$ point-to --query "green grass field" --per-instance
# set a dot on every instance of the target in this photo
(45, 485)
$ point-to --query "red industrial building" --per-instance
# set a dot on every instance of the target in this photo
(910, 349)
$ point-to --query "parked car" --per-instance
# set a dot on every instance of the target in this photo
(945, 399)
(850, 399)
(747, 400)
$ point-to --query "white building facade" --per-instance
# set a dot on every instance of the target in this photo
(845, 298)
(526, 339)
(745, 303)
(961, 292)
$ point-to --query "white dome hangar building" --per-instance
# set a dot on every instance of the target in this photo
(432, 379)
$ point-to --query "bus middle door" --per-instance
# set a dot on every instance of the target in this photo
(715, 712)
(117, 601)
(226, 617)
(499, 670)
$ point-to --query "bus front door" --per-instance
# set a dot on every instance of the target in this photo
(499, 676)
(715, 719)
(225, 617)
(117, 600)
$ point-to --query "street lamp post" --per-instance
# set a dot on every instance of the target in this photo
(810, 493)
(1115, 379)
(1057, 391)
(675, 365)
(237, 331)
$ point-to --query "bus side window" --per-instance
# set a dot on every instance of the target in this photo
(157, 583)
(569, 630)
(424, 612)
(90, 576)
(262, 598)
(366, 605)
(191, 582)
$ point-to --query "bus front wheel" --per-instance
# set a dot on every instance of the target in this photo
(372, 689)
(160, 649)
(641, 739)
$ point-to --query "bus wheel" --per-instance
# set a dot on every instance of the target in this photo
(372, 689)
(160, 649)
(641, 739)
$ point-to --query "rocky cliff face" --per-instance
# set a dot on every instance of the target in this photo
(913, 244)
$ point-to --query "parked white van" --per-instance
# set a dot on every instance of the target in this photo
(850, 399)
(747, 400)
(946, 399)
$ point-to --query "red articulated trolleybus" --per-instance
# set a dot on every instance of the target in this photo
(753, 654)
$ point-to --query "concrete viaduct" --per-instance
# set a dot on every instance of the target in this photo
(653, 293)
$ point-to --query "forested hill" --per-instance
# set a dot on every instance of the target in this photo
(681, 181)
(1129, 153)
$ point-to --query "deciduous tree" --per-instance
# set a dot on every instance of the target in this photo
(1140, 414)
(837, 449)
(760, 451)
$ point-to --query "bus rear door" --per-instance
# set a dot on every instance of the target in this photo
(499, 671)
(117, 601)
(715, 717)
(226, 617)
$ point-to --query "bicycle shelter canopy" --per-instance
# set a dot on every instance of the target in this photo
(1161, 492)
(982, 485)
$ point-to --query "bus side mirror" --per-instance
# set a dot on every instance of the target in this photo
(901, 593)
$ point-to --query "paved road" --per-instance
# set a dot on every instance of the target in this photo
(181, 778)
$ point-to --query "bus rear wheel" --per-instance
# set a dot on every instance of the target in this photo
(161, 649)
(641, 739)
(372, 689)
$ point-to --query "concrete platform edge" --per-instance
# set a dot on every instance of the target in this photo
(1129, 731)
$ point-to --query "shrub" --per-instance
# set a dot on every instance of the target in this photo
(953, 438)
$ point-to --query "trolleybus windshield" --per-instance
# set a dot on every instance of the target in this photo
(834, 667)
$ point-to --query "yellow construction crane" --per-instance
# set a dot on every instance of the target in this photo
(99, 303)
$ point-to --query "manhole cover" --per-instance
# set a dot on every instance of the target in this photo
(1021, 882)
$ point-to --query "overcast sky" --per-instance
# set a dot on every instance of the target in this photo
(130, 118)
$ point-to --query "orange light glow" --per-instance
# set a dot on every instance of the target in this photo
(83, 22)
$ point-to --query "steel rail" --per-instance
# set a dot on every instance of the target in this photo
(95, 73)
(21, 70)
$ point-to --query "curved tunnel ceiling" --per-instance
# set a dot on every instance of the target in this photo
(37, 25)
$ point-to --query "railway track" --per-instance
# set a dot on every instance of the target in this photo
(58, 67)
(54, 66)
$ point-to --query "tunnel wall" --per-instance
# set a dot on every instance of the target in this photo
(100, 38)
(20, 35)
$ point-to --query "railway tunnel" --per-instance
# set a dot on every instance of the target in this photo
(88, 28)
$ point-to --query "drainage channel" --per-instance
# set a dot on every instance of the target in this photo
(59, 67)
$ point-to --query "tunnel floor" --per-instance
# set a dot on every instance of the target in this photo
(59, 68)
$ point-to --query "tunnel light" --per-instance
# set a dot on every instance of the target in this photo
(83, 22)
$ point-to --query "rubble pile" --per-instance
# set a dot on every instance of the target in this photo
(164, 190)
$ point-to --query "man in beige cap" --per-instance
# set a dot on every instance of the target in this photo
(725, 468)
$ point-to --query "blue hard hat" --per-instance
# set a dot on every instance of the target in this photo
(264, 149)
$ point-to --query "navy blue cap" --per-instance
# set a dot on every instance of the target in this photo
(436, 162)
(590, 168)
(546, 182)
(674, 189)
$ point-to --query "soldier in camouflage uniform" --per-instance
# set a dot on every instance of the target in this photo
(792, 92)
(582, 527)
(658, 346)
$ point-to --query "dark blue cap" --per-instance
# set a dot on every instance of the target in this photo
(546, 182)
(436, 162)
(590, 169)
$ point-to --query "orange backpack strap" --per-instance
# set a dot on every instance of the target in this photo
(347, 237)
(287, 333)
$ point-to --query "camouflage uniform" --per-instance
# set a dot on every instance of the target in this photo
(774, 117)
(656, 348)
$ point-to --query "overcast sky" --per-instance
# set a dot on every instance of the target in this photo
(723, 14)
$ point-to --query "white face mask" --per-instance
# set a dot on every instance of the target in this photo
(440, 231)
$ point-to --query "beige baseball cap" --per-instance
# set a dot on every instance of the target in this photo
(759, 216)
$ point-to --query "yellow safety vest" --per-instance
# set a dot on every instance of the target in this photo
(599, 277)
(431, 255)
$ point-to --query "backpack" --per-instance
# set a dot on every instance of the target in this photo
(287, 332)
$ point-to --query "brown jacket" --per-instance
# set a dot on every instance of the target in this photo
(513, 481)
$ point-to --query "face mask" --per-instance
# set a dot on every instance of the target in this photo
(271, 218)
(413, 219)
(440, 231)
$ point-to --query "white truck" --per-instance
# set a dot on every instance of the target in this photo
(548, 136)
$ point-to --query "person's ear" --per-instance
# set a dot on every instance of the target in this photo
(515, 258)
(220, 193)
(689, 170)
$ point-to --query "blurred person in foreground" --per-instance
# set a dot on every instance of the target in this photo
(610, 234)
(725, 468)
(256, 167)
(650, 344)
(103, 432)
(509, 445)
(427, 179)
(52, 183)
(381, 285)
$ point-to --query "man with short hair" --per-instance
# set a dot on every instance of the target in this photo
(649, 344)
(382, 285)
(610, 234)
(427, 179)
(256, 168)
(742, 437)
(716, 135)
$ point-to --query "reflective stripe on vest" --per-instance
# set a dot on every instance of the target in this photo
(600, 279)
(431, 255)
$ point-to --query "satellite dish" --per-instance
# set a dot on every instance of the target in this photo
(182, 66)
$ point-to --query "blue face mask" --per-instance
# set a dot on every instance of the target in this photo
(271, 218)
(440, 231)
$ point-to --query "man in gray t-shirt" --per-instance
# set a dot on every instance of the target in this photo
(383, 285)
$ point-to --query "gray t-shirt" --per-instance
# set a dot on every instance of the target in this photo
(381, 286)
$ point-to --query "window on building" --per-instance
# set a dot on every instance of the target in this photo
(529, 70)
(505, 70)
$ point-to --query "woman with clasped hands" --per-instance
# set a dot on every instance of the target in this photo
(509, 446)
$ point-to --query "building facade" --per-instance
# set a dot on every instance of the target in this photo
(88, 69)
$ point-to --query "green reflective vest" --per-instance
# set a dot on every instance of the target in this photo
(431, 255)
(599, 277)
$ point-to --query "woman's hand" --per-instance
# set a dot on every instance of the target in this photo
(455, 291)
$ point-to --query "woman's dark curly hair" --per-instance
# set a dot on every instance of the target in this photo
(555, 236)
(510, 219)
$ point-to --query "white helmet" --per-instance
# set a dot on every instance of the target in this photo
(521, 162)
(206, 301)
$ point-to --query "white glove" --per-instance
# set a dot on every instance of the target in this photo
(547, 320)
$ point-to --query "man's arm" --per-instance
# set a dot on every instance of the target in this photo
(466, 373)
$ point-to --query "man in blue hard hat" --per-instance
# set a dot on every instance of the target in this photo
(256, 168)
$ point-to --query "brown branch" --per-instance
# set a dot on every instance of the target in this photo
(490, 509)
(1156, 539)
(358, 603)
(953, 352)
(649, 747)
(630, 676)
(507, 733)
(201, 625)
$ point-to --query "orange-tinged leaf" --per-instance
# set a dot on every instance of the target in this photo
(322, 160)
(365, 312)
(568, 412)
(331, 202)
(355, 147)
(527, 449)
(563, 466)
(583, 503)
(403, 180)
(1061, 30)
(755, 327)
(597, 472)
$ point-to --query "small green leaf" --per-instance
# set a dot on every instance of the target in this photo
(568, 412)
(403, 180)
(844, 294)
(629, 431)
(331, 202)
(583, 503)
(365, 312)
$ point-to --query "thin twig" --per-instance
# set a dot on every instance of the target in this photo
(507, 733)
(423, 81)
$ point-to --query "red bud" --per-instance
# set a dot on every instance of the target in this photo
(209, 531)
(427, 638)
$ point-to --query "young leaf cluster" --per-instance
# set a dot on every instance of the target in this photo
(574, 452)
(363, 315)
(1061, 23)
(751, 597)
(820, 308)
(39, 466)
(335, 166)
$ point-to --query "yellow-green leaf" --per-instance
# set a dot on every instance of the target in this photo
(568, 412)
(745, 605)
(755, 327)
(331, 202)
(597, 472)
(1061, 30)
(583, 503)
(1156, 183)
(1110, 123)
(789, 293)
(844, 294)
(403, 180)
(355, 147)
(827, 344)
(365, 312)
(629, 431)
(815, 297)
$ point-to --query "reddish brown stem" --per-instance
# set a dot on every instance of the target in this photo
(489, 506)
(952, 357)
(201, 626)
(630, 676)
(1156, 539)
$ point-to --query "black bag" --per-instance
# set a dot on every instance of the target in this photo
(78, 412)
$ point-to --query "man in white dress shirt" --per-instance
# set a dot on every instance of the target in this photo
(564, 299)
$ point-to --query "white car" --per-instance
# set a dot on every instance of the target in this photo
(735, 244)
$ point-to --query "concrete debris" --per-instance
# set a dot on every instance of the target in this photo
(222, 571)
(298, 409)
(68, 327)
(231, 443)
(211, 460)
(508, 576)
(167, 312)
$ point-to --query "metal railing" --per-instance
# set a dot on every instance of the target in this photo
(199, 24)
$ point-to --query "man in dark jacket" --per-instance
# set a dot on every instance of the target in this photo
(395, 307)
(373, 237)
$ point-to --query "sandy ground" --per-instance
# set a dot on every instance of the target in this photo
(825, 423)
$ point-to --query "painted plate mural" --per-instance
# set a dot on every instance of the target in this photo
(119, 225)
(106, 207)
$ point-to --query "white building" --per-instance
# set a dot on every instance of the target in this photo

INSTRUCTIONS FOR THE TASK – Starting with the line that contains "in white dress", output every line through the end of the listing above, unchanged.

SOLUTION FOR THIS EXERCISE –
$ point-to --query "man in white dress shirt" --per-instance
# set a dot on every instance of the target in this photo
(564, 299)
$ point-to --query "white car" --per-instance
# set a dot on every instance of the target in this photo
(735, 244)
$ point-to --query "concrete debris" --per-instance
# set a dot on every instance of the target in this photo
(222, 571)
(298, 409)
(68, 327)
(231, 443)
(211, 460)
(508, 576)
(167, 312)
$ point-to --query "metal railing" --per-instance
# set a dot on every instance of the target in this photo
(199, 24)
$ point-to --query "man in dark jacket" --per-instance
# set a dot on every instance of the target in this photo
(395, 307)
(373, 237)
$ point-to --query "sandy ground" --per-instance
# set a dot on every instance of the target in this photo
(825, 423)
$ point-to --query "painted plate mural" --per-instance
# set a dot on every instance of the target in this photo
(119, 225)
(106, 207)
$ point-to --query "white building" --per-instance
# set a dot on every instance of the target in this photo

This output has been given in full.